Goal: Repeat the lines below exactly as they appear, but leave out the images.

Supplied data:
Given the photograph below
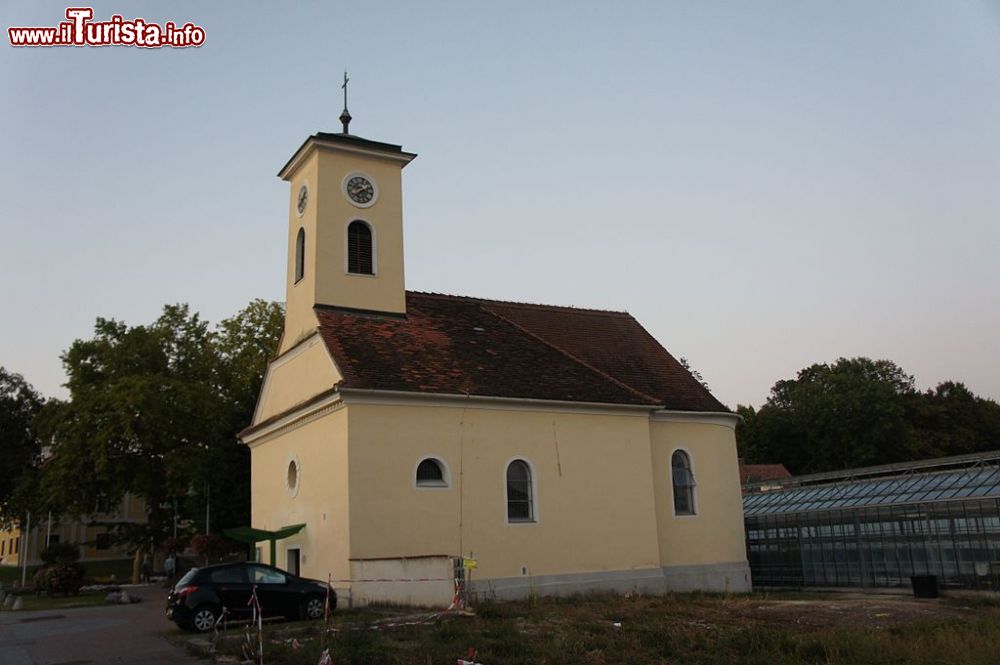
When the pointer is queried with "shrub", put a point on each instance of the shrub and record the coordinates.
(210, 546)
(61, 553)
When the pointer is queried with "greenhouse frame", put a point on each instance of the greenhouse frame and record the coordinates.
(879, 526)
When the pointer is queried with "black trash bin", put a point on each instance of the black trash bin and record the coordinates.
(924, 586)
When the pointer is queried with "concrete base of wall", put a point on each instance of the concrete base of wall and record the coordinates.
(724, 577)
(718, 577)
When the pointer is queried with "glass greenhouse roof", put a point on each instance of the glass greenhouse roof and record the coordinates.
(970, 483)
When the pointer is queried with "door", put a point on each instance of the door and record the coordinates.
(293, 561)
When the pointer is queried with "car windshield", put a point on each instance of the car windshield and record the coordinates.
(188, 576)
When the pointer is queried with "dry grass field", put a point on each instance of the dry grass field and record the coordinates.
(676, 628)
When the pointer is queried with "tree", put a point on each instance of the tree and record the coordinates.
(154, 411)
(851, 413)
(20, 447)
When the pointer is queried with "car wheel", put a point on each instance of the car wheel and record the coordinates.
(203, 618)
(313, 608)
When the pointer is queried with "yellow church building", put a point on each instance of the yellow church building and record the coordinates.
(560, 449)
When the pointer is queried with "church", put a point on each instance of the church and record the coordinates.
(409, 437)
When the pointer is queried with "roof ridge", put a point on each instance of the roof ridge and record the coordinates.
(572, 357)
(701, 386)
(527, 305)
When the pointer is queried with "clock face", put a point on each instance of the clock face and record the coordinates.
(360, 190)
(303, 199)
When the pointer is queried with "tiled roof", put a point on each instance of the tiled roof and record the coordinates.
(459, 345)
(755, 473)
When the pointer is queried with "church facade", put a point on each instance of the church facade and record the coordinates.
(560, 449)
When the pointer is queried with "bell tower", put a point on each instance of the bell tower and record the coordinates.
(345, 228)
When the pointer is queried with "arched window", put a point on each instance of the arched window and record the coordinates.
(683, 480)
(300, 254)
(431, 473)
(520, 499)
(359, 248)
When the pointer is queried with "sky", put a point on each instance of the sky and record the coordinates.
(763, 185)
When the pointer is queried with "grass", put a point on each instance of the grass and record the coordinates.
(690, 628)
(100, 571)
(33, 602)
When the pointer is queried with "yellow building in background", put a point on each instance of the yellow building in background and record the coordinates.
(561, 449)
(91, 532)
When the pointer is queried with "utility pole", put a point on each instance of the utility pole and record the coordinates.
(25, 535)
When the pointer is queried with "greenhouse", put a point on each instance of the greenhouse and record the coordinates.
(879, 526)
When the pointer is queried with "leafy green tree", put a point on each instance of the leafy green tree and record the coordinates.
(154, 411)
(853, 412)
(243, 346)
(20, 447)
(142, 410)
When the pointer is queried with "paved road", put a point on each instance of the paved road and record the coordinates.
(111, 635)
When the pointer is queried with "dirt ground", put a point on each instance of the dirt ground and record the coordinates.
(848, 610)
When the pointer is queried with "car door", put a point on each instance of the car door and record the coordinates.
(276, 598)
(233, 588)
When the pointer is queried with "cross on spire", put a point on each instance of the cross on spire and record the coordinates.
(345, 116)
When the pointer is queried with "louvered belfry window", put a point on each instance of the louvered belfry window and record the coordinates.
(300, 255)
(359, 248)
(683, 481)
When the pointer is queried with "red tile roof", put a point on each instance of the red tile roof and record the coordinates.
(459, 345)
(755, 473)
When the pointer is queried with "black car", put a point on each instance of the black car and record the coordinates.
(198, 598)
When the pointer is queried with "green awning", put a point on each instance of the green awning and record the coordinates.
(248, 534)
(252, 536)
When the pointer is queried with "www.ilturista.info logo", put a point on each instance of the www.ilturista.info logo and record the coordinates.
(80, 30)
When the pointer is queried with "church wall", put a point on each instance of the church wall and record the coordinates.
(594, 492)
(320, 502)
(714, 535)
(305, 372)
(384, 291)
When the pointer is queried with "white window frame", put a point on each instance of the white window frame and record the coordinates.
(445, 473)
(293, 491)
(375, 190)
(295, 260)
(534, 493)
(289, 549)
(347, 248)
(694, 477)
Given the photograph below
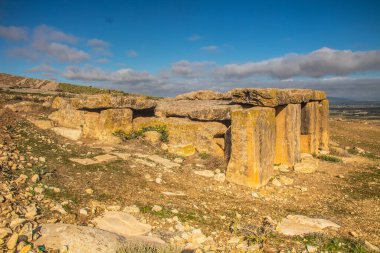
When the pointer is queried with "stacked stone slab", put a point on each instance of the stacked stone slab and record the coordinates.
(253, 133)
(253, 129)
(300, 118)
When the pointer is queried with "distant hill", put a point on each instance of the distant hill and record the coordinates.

Output of the exercise:
Given the photograph below
When the pointer is queried with "shrub", put a point on each instance of the shrub and record the coordinates.
(210, 546)
(61, 553)
When the pointer is queried with "greenhouse frame", put a point on each instance of the greenhouse frame and record the coordinates.
(879, 526)
When the pointer is queried with "black trash bin", put a point on each instance of the black trash bin and record the coordinates.
(924, 586)
When the pointer is queried with "concrete base of wall", put a point on each instance of the concrete base of wall and record the coordinates.
(724, 577)
(718, 577)
When the pointer is queried with "glass greenhouse roof", put a point on each instance of the glass greenhouse roof and record the coordinates.
(970, 483)
When the pointer is queried with "door", put a point on each instance of the door and record the coordinates.
(293, 561)
When the pointer is queried with "car windshield", put a point on each instance of the car windshield and record the coordinates.
(188, 576)
When the pointer is queried with "dry grass field", put a point on each instance of the dry grass field and record the coordinates.
(676, 628)
When the pointer is queried with "tree", put a point on each instance of the tree and record the coordinates.
(154, 411)
(851, 413)
(20, 447)
When the pointer is queried with "car wheel", put a point on each instance of the car wheel and record the coordinates.
(203, 618)
(313, 608)
When the pointer is queried with "yellow church building", put a point on each instance of the yellow church building and record the coordinates.
(560, 449)
When the pointer is queried with "church", put a point on each instance of the church and record the coordinates.
(409, 437)
When the pointer is queried with "roof ridge", put a point on each instance of the roof ridge and record the coordinates.
(572, 357)
(701, 386)
(527, 305)
When the pointer is queried with "clock face", put a point on each instance of the clock face and record the coordinates.
(360, 190)
(303, 199)
When the pointer is queried with "tiled roof", put a point on each instance of the tiled roof and record the coordinates.
(459, 345)
(755, 473)
When the pointer is queried with "church facade", put a point on each instance of the church facade and record the coordinates.
(560, 449)
When the pointer is queried with "bell tower", put a point on each instance of the bell tower and record the coordinates.
(345, 228)
When the pointer is queried with "arched window", put a point on each instance of the arched window and record the coordinates.
(683, 480)
(300, 254)
(431, 473)
(520, 499)
(359, 248)
When the pointer is queried with "sky", put a point on each instance of the sky and record the coordinates.
(763, 185)
When the pointer is queried with "grass", put a point on each instance of the grass and record the coordinates.
(690, 628)
(100, 571)
(33, 602)
When the pointer is queried with "yellow building in background", put a point on each instance of the yellow building in background and record the coordinates.
(561, 449)
(91, 532)
When the pointer is queried with "utility pole", put a point on each instance of the utility pole and record the coordinates.
(25, 535)
When the pointer is queried with "greenhouse", put a point on each instance of the greenhouse and record the coordinates.
(879, 526)
When the pointer is queried with "leafy green tree", put a point on each instance of the leafy green tree and record the coordinates.
(154, 411)
(853, 412)
(243, 346)
(20, 447)
(142, 410)
When the pointer is queried with "paved road", put a point on each instance of the paved road and record the coordinates.
(111, 635)
When the pointer is queried with "dirt ground", put a point on each instance of the dirt ground and record the coordinates.
(848, 610)
When the pointer is queried with "car door", put a point on each instance of the car door and record the coordinates.
(276, 598)
(233, 588)
When the pointer is queried with "cross on spire", put a point on each instance of the cross on spire and record the coordinates.
(345, 116)
When the pointer is queried with "louvered belfry window", put a point on each instance of the louvered belfry window and record the coordinates.
(300, 255)
(359, 248)
(683, 481)
When the pointer is queried with "red tile roof", put a point on each instance of the red tile roof and record the coordinates.
(459, 345)
(755, 473)
When the pointer is queried with "black car", put a point on each instance of the black car and record the coordinates.
(198, 598)
When the pointer is queried with "green awning", put a point on each instance of the green awning and record the coordinates.
(248, 534)
(252, 536)
When the pointer is queried with "www.ilturista.info logo", put a point on each instance of the www.ilturista.info logo and record the coordinates.
(80, 30)
When the pointer is queried with "church wall", put a point on each instance of the church wall and record the coordinates.
(594, 492)
(320, 502)
(714, 535)
(305, 372)
(384, 291)
When the pointer is queried with "white window frame", put a point on each instance of the white window frame and record the coordinates.
(445, 473)
(293, 491)
(375, 190)
(295, 260)
(534, 493)
(289, 549)
(347, 248)
(694, 477)
Given the photograph below
When the pointer is queried with "stacked stone slab", put a point on each instance of the stacked stone slab and record the coordinates.
(253, 133)
(253, 129)
(300, 118)
When the pointer is queried with "distant hill", put a point on each instance of the distant hill and record the coordinates.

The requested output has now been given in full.